Stated problem:
Please reproduce the records from their first line through the line containing "pixel 333 329", both included.

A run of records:
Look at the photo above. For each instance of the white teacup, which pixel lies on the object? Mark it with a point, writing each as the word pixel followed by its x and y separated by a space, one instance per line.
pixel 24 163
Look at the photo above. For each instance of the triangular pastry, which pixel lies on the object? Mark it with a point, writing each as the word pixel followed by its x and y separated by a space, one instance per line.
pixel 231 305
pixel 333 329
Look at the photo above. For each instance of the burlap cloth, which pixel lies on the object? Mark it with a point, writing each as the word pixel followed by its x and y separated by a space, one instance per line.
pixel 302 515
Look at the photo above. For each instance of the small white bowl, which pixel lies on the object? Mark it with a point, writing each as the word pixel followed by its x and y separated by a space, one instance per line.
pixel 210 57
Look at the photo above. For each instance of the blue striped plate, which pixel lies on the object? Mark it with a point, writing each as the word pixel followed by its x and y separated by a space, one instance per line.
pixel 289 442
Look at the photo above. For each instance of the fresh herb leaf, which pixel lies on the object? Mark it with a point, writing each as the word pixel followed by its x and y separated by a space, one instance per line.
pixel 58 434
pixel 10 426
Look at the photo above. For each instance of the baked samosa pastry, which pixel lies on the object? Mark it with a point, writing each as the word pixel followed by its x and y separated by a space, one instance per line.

Written answer:
Look at the photo above. For each instance of the white teacup, which pixel lies on the object? Mark it with a point, writing each as the word pixel followed by its x and y separated by a space, one instance per line.
pixel 24 163
Look at the photo above. For each instance of the triangular pastry, which pixel lies on the object? Mark it with a point, writing each as the word pixel followed by its x and y separated by a space, one instance per line.
pixel 231 305
pixel 333 329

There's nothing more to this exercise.